__Selected passage__:
MicroPython modules can be one of the following:
- Built-in module: A general module that is be part of the MicroPython repository.
- User module: A module that is useful for your specific project that you maintain
in your own repository or private codebase.
- Dynamic module: A module that can be deployed and imported at runtime to your device.
A module in MicroPython can be implemented in one of the following locations:
- py/: A core library that mirrors core CPython functionality.
- extmod/: A CPython or MicroPython-specific module that is shared across multiple ports.
- ports/<port>/: A port-specific module.
.. note::
This chapter describes modules implemented in ``py/`` or core modules.
See :ref:`extendingmicropython` for details on implementing an external module.
For details on port-specific modules, see :ref:`porting_to_a_board`.
Implementing a core module
--------------------------
Like CPython, MicroPython has core builtin modules that can be accessed through import statements.
An example is the ``gc`` module discussed in :ref:`memorymanagement`.
.. code-block:: bash
>>> import gc
>>> gc.enable()
>>>
MicroPython has several other builtin standard/core modules like ``io``, ``uarray`` etc.
Adding a new core module involves several modifications.
First, create the ``C`` file in the ``py/`` directory. In this example we are adding a
hypothetical new module ``subsystem`` in the file ``modsubsystem.c``:
.. code-block:: c
#include "py/builtin.h"
#include "py/runtime.h"
#if MICROPY_PY_SUBSYSTEM
// info()
STATIC mp_obj_t py_subsystem_info(void) {
return MP_OBJ_NEW_SMALL_INT(42);
}
MP_DEFINE_CONST_FUN_OBJ_0(subsystem_info_obj, py_subsystem_info);
STATIC const mp_rom_map_elem_t mp_module_subsystem_globals_table[] = {
{ MP_ROM_QSTR(MP_QSTR___name__), MP_ROM_QSTR(MP_QSTR_subsystem) },
{ MP_ROM_QSTR(MP_QSTR_info), MP_ROM_PTR(&subsystem_info_obj) },
};
STATIC MP_DEFINE_CONST_DICT(mp_module_subsystem_globals, mp_module_subsystem_globals_table);
const mp_obj_module_t mp_module_subsystem = {
.base = { &mp_type_module },
.globals = (mp_obj_dict_t *)&mp_module_subsystem_globals,
};
MP_REGISTER_MODULE(MP_QSTR_subsystem, mp_module_subsystem, MICROPY_PY_SUBSYSTEM);
#endif
The implementation includes a definition of all functions related to the module and adds the
functions to the module's global table in ``mp_module_subsystem_globals_table``. It also
creates the module object with ``mp_module_subsystem``. The module is then registered with
the wider system via the ``MP_REGISTER_MODULE`` macro.

__What you will do__:
**a.** Transcribe the part of the MicroPython modules text that begins at the words "- User module: A" and stops after "A port-specific module.".
**b.** According to the MicroPython modules text, which macro registers a new module with the wider system?

__Extracted material__:
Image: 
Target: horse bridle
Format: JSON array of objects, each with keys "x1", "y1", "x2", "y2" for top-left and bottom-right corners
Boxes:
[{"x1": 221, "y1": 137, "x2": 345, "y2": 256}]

__Results in order__:
**a.**
- User module: A module that is useful for your specific project that you maintain
in your own repository or private codebase.
- Dynamic module: A module that can be deployed and imported at runtime to your device.
A module in MicroPython can be implemented in one of the following locations:
- py/: A core library that mirrors core CPython functionality.
- extmod/: A CPython or MicroPython-specific module that is shared across multiple ports.
- ports/<port>/: A port-specific module.

**b.** The ``MP_REGISTER_MODULE`` macro.